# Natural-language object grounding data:
↓↓↓

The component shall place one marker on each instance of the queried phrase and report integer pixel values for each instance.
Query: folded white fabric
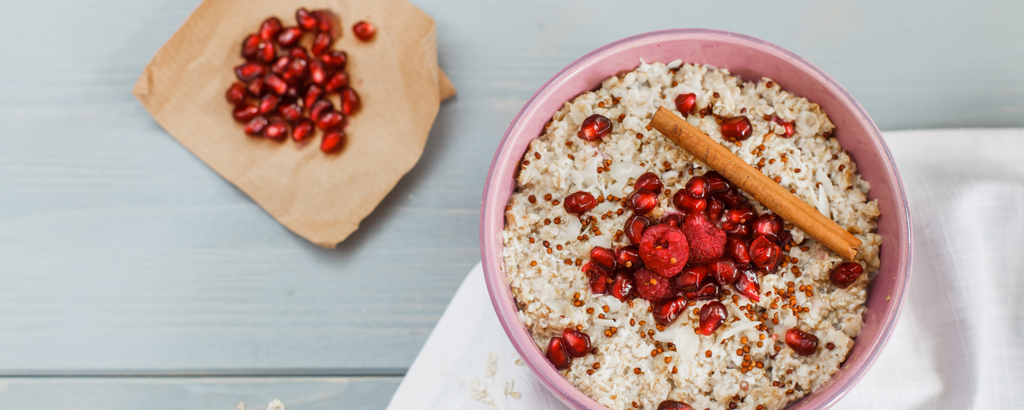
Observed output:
(960, 342)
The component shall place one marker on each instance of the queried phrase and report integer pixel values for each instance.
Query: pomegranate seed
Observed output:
(667, 312)
(276, 85)
(747, 284)
(330, 120)
(305, 19)
(333, 140)
(255, 87)
(250, 46)
(713, 315)
(652, 287)
(298, 52)
(685, 104)
(321, 43)
(802, 342)
(365, 31)
(622, 285)
(256, 125)
(267, 51)
(327, 23)
(736, 128)
(689, 279)
(717, 183)
(790, 127)
(707, 291)
(732, 198)
(317, 108)
(556, 354)
(650, 181)
(296, 71)
(765, 254)
(603, 258)
(349, 100)
(289, 37)
(335, 59)
(674, 405)
(275, 129)
(579, 203)
(643, 201)
(249, 71)
(291, 112)
(673, 219)
(595, 127)
(312, 94)
(724, 271)
(665, 249)
(302, 130)
(735, 248)
(337, 82)
(697, 188)
(317, 74)
(688, 203)
(281, 65)
(577, 343)
(635, 227)
(739, 230)
(846, 274)
(768, 226)
(715, 209)
(291, 94)
(740, 215)
(244, 113)
(268, 104)
(598, 279)
(236, 93)
(269, 29)
(629, 257)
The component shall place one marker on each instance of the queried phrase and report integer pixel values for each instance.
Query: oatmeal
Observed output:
(647, 279)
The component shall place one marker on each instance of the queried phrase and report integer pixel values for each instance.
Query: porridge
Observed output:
(650, 282)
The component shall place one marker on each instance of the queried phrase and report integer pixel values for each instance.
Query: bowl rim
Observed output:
(498, 286)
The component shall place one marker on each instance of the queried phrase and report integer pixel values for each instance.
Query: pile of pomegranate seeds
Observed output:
(715, 239)
(286, 88)
(572, 343)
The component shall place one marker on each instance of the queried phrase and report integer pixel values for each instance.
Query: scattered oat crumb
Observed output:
(478, 392)
(509, 390)
(492, 365)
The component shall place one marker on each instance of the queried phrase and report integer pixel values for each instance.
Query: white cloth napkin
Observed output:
(958, 344)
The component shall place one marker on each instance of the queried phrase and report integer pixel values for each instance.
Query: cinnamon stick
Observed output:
(763, 189)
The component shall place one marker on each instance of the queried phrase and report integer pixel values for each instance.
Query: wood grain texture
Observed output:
(198, 393)
(121, 250)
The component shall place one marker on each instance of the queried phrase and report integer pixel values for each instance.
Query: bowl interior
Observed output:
(751, 59)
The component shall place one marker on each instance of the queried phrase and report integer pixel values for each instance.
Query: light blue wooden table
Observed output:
(133, 277)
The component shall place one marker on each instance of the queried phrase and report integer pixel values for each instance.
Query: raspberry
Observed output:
(665, 249)
(707, 242)
(650, 286)
(689, 279)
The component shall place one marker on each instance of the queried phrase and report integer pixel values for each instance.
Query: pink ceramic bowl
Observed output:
(751, 58)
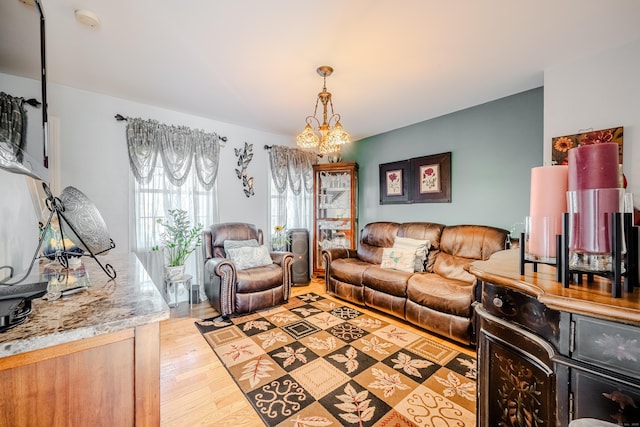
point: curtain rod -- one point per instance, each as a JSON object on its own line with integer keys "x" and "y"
{"x": 119, "y": 117}
{"x": 269, "y": 147}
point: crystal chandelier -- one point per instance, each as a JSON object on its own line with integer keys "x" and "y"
{"x": 331, "y": 136}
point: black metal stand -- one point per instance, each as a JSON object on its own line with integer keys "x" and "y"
{"x": 557, "y": 264}
{"x": 56, "y": 207}
{"x": 624, "y": 266}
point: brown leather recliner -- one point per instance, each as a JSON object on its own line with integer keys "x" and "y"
{"x": 233, "y": 291}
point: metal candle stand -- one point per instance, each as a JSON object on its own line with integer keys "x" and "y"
{"x": 558, "y": 263}
{"x": 624, "y": 265}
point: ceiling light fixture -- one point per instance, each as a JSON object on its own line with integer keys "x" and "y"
{"x": 86, "y": 17}
{"x": 331, "y": 136}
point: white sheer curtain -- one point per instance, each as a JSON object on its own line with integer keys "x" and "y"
{"x": 291, "y": 187}
{"x": 184, "y": 179}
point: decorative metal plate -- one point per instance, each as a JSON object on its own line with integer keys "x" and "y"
{"x": 85, "y": 218}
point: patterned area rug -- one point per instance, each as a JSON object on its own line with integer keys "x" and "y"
{"x": 316, "y": 362}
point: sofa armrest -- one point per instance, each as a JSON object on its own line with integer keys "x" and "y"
{"x": 281, "y": 258}
{"x": 219, "y": 280}
{"x": 337, "y": 253}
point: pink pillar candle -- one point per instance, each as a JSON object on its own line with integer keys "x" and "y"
{"x": 547, "y": 204}
{"x": 593, "y": 166}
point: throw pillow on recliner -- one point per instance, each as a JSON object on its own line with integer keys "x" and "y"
{"x": 233, "y": 244}
{"x": 249, "y": 256}
{"x": 419, "y": 247}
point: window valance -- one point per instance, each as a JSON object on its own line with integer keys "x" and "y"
{"x": 179, "y": 147}
{"x": 292, "y": 165}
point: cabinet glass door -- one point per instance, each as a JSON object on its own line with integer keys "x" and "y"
{"x": 334, "y": 214}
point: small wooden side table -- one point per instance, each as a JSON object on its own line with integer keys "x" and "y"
{"x": 184, "y": 280}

↑↑↑

# Problem to solve:
Reproduce the entries above exactly, though not their pictures.

# Reply:
The component shall place one marker on each instance of the queried phrase and report integer pixel values for each instance.
Query: folded white fabric
Observed output:
(960, 342)
The component shall place one marker on each instance of the queried phrase and report integer pixel values for each instance.
Query: pomegranate seed
Observed output:
(667, 312)
(276, 85)
(747, 284)
(330, 120)
(305, 19)
(333, 140)
(255, 87)
(250, 46)
(713, 315)
(652, 287)
(298, 52)
(685, 104)
(321, 43)
(802, 342)
(365, 31)
(622, 285)
(256, 125)
(267, 51)
(327, 23)
(736, 128)
(689, 279)
(717, 183)
(790, 127)
(707, 291)
(732, 198)
(317, 108)
(556, 354)
(650, 181)
(296, 71)
(765, 254)
(603, 258)
(349, 100)
(289, 37)
(335, 59)
(674, 405)
(275, 129)
(579, 203)
(643, 201)
(249, 71)
(291, 112)
(673, 219)
(595, 127)
(312, 94)
(724, 271)
(665, 249)
(302, 130)
(735, 248)
(337, 82)
(697, 188)
(317, 74)
(688, 203)
(281, 65)
(577, 343)
(635, 227)
(739, 230)
(846, 274)
(768, 226)
(715, 209)
(291, 94)
(740, 215)
(244, 113)
(268, 104)
(598, 279)
(236, 93)
(269, 29)
(629, 257)
The component shall place one marker on each instance of the queried phrase and report integer pixel values for each instance.
Query: oatmeal
Observed output:
(647, 279)
The component shall place one marker on each instance of the queried phrase and report integer pixel values for each instance.
Query: porridge
Observed output:
(650, 282)
The component shall place one marker on each instance of the queried phrase and report integer pixel values for each instance.
Query: bowl rim
Observed output:
(498, 286)
The component shall place one marker on each instance of the queried phrase and report integer pixel values for each instance.
Query: pile of pomegranate seeds
Observed output:
(715, 239)
(286, 88)
(572, 343)
The component shall place one marker on each instance of the queried phrase and report integer pixel values for each instance.
Query: scattered oat crumb
Observed output:
(478, 392)
(509, 390)
(492, 365)
The component shall place one marker on each instance of the queried phrase and report integer pixel values for each instance.
Query: white cloth napkin
Observed output:
(958, 344)
The component shall place one marker on each instance of the queried phrase and report integer pixel values for each instance.
Query: cinnamon stick
Observed output:
(763, 189)
The component shall place one marker on each instance of the queried phrase and report integer pixel values for each instance.
Query: wood grain texture
Observed output:
(198, 393)
(121, 250)
The component shall place one marker on each instance of the queried phrase and report integer pixel values for each instance.
Query: bowl interior
Observed output:
(751, 59)
The component shall place one marker on each instance of the queried phrase and report integer pixel values for each instance.
Query: light blue wooden table
Observed output:
(133, 277)
The component shall place one marker on each instance of the queried phrase and report integer pixel values for each instance.
Query: raspberry
Observed output:
(665, 249)
(707, 242)
(650, 286)
(689, 279)
The component shall place one marker on each instance of the queried phrase and report integer pixel values for each instance.
Query: pink ceramic bowl
Observed output:
(751, 58)
point: curtain rod -- one point per instance, each as a JSON object on its own line with integer keys "x" and "y"
{"x": 119, "y": 117}
{"x": 269, "y": 147}
point: crystal chandelier -- one point per instance, each as a JSON object on its own line with integer keys "x" and "y"
{"x": 331, "y": 136}
point: black metal stand -- one point per instance, each as a JSON object on its own line with integer keys "x" and "y"
{"x": 557, "y": 264}
{"x": 56, "y": 207}
{"x": 624, "y": 266}
point: brown leather recliner -- one point per instance, each as a JSON object on its own line with integer keys "x" and "y"
{"x": 233, "y": 291}
point: metal candle stand -- one point per instance, each as a JSON object on its own line with integer keys "x" and "y"
{"x": 558, "y": 263}
{"x": 624, "y": 265}
point: ceiling light fixture -- one point per instance, each as a JSON object on its own line with integer keys "x" and "y"
{"x": 86, "y": 17}
{"x": 331, "y": 136}
point: white sheer curtain -- one point per instance, each as a JSON object on its own line with integer keys "x" and "y"
{"x": 291, "y": 187}
{"x": 184, "y": 179}
point: decorative metal plate -- one point per instance, each as a JSON object on its own line with integer keys "x" and "y"
{"x": 85, "y": 218}
point: patterned area rug -- one point per instance, each as a JSON object on its own line with integer keys "x" and "y"
{"x": 316, "y": 362}
point: sofa armrest -- one point per instance, each as a JSON object on its own line with integer keys "x" and "y"
{"x": 281, "y": 258}
{"x": 219, "y": 280}
{"x": 337, "y": 253}
point: pink pillar candle -- one point per instance, each as a JSON object on its own line with integer keys "x" and "y"
{"x": 547, "y": 204}
{"x": 593, "y": 166}
point: throw pillow on recliner -- one point per instance, each as a JSON object on its own line with integer keys "x" and "y"
{"x": 233, "y": 244}
{"x": 249, "y": 256}
{"x": 419, "y": 247}
point: window valance -- one point per instance, each as a JSON object on its own line with integer keys "x" and "y"
{"x": 179, "y": 147}
{"x": 292, "y": 165}
point: cabinet glass door -- one point per instance, each as a JSON object on its own line with integer keys "x" and "y"
{"x": 334, "y": 214}
point: small wooden side table -- one point per instance, each as a JSON object on its own line with integer keys "x" and "y"
{"x": 184, "y": 280}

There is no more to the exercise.